> **INPUT**
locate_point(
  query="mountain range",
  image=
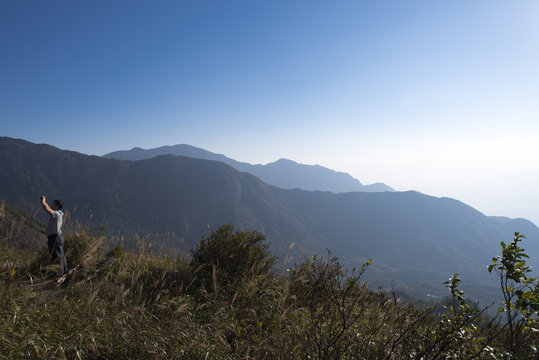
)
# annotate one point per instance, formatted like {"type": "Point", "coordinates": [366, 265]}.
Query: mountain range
{"type": "Point", "coordinates": [283, 173]}
{"type": "Point", "coordinates": [416, 241]}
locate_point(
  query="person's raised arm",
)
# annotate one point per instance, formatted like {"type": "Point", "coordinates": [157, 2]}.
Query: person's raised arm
{"type": "Point", "coordinates": [46, 206]}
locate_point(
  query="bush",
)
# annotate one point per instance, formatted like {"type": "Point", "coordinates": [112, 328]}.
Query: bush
{"type": "Point", "coordinates": [226, 258]}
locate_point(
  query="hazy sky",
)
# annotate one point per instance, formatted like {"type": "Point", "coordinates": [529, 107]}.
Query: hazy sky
{"type": "Point", "coordinates": [436, 96]}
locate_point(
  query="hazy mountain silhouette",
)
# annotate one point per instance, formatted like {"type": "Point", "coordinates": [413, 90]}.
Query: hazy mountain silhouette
{"type": "Point", "coordinates": [282, 173]}
{"type": "Point", "coordinates": [415, 239]}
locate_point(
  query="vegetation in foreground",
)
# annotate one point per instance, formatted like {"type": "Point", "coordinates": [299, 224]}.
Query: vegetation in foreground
{"type": "Point", "coordinates": [228, 301]}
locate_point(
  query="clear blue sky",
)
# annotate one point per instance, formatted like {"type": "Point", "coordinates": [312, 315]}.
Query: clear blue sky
{"type": "Point", "coordinates": [437, 96]}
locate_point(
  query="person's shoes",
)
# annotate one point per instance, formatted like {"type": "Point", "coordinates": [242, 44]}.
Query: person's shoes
{"type": "Point", "coordinates": [62, 278]}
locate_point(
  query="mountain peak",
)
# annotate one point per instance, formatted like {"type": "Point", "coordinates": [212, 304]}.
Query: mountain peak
{"type": "Point", "coordinates": [283, 173]}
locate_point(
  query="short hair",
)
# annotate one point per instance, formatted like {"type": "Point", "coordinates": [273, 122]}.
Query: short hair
{"type": "Point", "coordinates": [60, 204]}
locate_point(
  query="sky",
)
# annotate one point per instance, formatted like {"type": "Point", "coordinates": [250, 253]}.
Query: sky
{"type": "Point", "coordinates": [436, 96]}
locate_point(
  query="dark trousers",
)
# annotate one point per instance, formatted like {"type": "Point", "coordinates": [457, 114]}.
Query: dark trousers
{"type": "Point", "coordinates": [56, 249]}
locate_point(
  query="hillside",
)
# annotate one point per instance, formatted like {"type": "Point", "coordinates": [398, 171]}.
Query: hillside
{"type": "Point", "coordinates": [416, 240]}
{"type": "Point", "coordinates": [283, 173]}
{"type": "Point", "coordinates": [226, 301]}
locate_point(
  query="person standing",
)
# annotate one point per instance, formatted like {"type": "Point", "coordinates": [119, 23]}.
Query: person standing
{"type": "Point", "coordinates": [55, 240]}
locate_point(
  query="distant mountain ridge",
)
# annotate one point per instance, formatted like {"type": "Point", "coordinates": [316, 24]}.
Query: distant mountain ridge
{"type": "Point", "coordinates": [416, 240]}
{"type": "Point", "coordinates": [283, 173]}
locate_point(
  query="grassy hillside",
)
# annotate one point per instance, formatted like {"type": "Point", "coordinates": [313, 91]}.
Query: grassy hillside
{"type": "Point", "coordinates": [225, 301]}
{"type": "Point", "coordinates": [418, 241]}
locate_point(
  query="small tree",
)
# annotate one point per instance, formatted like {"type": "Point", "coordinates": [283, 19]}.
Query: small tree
{"type": "Point", "coordinates": [521, 297]}
{"type": "Point", "coordinates": [226, 257]}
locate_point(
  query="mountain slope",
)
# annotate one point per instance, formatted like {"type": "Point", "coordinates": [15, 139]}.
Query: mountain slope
{"type": "Point", "coordinates": [413, 238]}
{"type": "Point", "coordinates": [282, 173]}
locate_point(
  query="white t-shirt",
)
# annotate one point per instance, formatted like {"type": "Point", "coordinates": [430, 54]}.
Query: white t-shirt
{"type": "Point", "coordinates": [55, 223]}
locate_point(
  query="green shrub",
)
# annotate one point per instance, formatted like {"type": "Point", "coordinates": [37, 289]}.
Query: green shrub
{"type": "Point", "coordinates": [226, 257]}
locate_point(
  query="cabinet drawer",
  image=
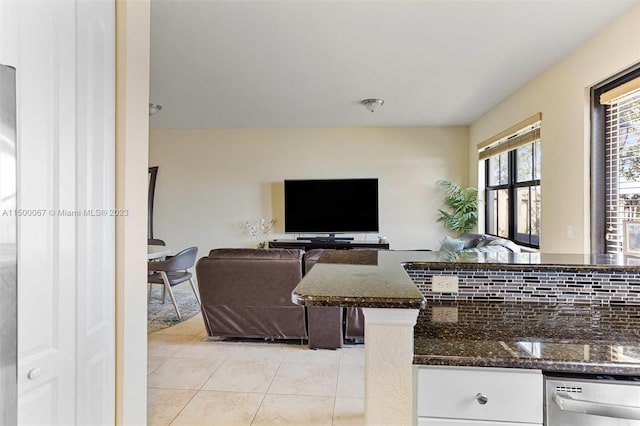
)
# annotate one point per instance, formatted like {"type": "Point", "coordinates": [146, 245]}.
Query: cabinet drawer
{"type": "Point", "coordinates": [425, 421]}
{"type": "Point", "coordinates": [512, 395]}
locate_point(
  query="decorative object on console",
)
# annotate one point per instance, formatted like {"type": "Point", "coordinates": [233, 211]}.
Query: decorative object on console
{"type": "Point", "coordinates": [631, 238]}
{"type": "Point", "coordinates": [260, 230]}
{"type": "Point", "coordinates": [483, 243]}
{"type": "Point", "coordinates": [372, 104]}
{"type": "Point", "coordinates": [451, 244]}
{"type": "Point", "coordinates": [463, 206]}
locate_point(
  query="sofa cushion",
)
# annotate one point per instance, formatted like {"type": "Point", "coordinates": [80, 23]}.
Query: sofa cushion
{"type": "Point", "coordinates": [451, 244]}
{"type": "Point", "coordinates": [256, 254]}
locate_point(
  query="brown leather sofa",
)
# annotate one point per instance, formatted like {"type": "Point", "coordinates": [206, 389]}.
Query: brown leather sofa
{"type": "Point", "coordinates": [353, 317]}
{"type": "Point", "coordinates": [247, 293]}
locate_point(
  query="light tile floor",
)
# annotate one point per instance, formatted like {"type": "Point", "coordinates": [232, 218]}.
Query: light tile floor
{"type": "Point", "coordinates": [193, 381]}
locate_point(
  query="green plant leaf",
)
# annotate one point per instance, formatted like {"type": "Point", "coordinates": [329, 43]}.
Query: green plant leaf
{"type": "Point", "coordinates": [462, 204]}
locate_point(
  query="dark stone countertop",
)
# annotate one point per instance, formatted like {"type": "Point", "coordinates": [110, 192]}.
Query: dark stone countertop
{"type": "Point", "coordinates": [565, 338]}
{"type": "Point", "coordinates": [362, 278]}
{"type": "Point", "coordinates": [553, 338]}
{"type": "Point", "coordinates": [526, 261]}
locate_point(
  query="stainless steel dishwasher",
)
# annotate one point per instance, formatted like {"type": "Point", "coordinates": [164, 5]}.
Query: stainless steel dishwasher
{"type": "Point", "coordinates": [593, 400]}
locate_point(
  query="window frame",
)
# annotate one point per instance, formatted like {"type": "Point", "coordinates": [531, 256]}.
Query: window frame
{"type": "Point", "coordinates": [598, 157]}
{"type": "Point", "coordinates": [512, 187]}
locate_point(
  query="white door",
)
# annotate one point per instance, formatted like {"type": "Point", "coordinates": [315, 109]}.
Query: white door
{"type": "Point", "coordinates": [63, 52]}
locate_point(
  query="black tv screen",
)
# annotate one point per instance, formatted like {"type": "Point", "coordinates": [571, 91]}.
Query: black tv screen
{"type": "Point", "coordinates": [331, 205]}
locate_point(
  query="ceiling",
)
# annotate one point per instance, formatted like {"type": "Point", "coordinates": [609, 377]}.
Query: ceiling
{"type": "Point", "coordinates": [309, 63]}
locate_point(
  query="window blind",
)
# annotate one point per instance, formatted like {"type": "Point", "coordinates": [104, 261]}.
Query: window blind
{"type": "Point", "coordinates": [523, 133]}
{"type": "Point", "coordinates": [622, 163]}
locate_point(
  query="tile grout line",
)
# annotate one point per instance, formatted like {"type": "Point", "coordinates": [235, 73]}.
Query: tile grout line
{"type": "Point", "coordinates": [197, 391]}
{"type": "Point", "coordinates": [264, 395]}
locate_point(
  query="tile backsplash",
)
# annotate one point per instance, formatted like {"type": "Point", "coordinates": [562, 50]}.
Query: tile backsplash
{"type": "Point", "coordinates": [531, 285]}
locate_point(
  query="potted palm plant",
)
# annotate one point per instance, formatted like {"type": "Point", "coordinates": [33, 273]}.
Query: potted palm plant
{"type": "Point", "coordinates": [462, 204]}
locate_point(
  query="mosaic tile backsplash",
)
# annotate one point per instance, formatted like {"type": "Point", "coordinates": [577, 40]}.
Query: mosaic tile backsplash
{"type": "Point", "coordinates": [545, 286]}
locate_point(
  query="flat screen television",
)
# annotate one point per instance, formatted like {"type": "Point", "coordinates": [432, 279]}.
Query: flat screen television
{"type": "Point", "coordinates": [331, 206]}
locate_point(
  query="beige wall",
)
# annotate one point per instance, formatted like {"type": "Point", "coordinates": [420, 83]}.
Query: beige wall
{"type": "Point", "coordinates": [132, 146]}
{"type": "Point", "coordinates": [562, 95]}
{"type": "Point", "coordinates": [211, 181]}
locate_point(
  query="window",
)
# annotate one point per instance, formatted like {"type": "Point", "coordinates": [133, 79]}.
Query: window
{"type": "Point", "coordinates": [512, 183]}
{"type": "Point", "coordinates": [615, 160]}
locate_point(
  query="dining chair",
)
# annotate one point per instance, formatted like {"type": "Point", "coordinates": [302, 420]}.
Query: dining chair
{"type": "Point", "coordinates": [173, 271]}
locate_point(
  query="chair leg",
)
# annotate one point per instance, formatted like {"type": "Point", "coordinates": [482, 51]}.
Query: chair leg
{"type": "Point", "coordinates": [168, 287]}
{"type": "Point", "coordinates": [193, 287]}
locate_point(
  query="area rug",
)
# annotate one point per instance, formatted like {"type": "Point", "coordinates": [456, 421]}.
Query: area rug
{"type": "Point", "coordinates": [162, 315]}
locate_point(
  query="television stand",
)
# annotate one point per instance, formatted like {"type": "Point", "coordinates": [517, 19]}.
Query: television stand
{"type": "Point", "coordinates": [330, 238]}
{"type": "Point", "coordinates": [310, 244]}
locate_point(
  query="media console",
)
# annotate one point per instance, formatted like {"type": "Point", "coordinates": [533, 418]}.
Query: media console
{"type": "Point", "coordinates": [337, 244]}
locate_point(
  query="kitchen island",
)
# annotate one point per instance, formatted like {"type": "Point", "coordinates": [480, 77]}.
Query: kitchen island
{"type": "Point", "coordinates": [561, 313]}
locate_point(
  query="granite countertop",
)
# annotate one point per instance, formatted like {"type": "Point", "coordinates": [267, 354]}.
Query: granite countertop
{"type": "Point", "coordinates": [524, 261]}
{"type": "Point", "coordinates": [362, 278]}
{"type": "Point", "coordinates": [569, 338]}
{"type": "Point", "coordinates": [553, 337]}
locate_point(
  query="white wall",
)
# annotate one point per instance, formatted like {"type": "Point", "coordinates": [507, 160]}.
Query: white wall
{"type": "Point", "coordinates": [211, 181]}
{"type": "Point", "coordinates": [562, 95]}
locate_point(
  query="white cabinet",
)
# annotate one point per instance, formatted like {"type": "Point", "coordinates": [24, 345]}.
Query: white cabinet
{"type": "Point", "coordinates": [464, 396]}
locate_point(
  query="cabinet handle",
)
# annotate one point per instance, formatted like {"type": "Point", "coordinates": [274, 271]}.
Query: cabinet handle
{"type": "Point", "coordinates": [567, 402]}
{"type": "Point", "coordinates": [481, 398]}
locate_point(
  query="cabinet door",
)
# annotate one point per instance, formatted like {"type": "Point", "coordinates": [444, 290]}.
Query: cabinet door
{"type": "Point", "coordinates": [488, 394]}
{"type": "Point", "coordinates": [63, 52]}
{"type": "Point", "coordinates": [425, 421]}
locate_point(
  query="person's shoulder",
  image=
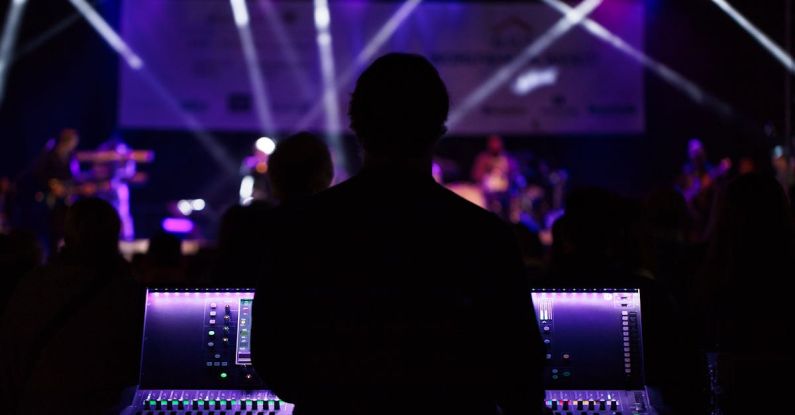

> **WHAT THE TASK ASKS**
Which lines in the records contain the string "door"? List each of them in full.

> **SOLUTION TO THIS EXERCISE**
  query="white door",
Query: white door
  query="cabinet door",
Query: cabinet door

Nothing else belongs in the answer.